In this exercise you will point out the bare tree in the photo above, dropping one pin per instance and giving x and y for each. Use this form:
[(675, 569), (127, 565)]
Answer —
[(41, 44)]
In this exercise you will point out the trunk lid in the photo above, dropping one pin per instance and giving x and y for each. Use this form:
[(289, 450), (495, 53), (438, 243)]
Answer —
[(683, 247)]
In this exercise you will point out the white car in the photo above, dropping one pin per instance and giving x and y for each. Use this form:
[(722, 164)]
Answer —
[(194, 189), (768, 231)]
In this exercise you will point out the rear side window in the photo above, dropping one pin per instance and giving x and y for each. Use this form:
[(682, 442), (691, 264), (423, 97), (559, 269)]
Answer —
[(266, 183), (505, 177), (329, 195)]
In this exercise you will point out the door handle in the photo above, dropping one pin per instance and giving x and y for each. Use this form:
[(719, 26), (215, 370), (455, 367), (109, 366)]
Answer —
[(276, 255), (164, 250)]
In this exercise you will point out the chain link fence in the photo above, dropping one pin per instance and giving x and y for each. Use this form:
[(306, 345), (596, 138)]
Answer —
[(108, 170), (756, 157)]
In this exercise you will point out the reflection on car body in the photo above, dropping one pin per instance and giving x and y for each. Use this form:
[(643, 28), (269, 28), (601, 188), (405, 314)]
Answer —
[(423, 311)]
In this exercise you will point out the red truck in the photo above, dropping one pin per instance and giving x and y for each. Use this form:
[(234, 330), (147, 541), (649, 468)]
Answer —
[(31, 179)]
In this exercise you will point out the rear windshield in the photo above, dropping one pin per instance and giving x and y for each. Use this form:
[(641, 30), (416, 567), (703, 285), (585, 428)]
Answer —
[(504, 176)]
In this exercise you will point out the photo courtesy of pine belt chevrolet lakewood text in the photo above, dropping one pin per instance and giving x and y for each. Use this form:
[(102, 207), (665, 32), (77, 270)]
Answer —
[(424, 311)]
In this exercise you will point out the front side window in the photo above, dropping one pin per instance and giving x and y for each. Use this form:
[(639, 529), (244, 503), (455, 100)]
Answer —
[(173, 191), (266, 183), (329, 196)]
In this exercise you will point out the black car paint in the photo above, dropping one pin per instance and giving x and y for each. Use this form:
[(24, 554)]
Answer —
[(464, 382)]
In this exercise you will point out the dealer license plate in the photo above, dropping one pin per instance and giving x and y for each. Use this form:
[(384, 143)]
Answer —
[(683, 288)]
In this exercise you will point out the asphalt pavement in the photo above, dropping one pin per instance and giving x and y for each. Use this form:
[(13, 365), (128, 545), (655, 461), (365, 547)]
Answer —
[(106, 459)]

AIM OF THE EXERCISE:
So that nothing is lost, retype every entry in the listing above exactly.

TASK ANSWER:
In this exercise you will point out the bare tree in the photo above, dropping one pin per instance and giving x and y for each. Use this form:
[(675, 569), (127, 565)]
Answer —
[(41, 44)]
In this exercise you will point out the trunk lid in the photo above, dropping one pin per instance and giving x and y for each. Use this form:
[(289, 450), (495, 53), (438, 243)]
Answer —
[(683, 247)]
In this exercise you will point out the white car in the photo above, dropping one pin per instance and giving x and y for each. Use this form:
[(722, 164)]
Answer —
[(194, 189), (768, 231)]
In this exercise you will point out the rear side window in the photo above, dropping one pin per instance and giving x and y for each. Use this form:
[(682, 442), (691, 264), (423, 97), (559, 269)]
Answer —
[(266, 183), (505, 177), (329, 195)]
In this exercise you will point out the door handle in the photo above, dropping one pin per instance and giving x and y for each. Use this form:
[(719, 26), (215, 370), (455, 367), (109, 366)]
Answer —
[(276, 255), (164, 250)]
In this exercise you will point out the chain link fence in the photo above, dropping one pin per instance and giving x and y for each. Use this form:
[(306, 345), (596, 138)]
Answer —
[(108, 170), (756, 157)]
In this exercise you will point out the reflection on car body in the photo above, dropping one pin per instance and giving x and y for each. Use this form:
[(643, 28), (269, 28), (601, 188), (405, 314)]
Answer —
[(423, 311)]
In this exercise you will point out the red truck in the photo above, dropping one pin per instance and giving x and y for each. Use this form:
[(234, 330), (147, 541), (649, 468)]
Answer —
[(31, 179)]
In this exercise you will point out the rear windshield in the photo above, dropping one pin per instance and giving x and y for each. Use this form:
[(641, 30), (416, 567), (703, 285), (585, 428)]
Answer —
[(504, 176)]
In this exercise you will point out the photo courtesy of pine belt chevrolet lakewood text in the photo above, dropping one pin per instance and giving x and y for each. Use this form:
[(102, 207), (665, 32), (77, 270)]
Answer —
[(424, 311)]
In this exercise you will point out the front side window in the photo above, dropping one pin per instance and giving x and y for each. Use this form:
[(639, 529), (244, 503), (455, 100)]
Answer —
[(173, 191), (266, 183), (329, 196)]
In this exercise you will point out the black car paint in the photo above, dropping one pin per instance and giving x and y for each. Use this form:
[(24, 554)]
Answer —
[(464, 382)]
In this exercise you will point out the dealer license plate in the photo above, dropping one pin per instance and giving x and y for each. Use this form:
[(384, 143)]
Answer —
[(683, 288)]
In this exercise you will point out the asphalt pavement in the photo above, dropping one pin per instance and giving x and y for each. Use this form:
[(13, 365), (128, 545), (655, 461), (365, 547)]
Answer —
[(106, 459)]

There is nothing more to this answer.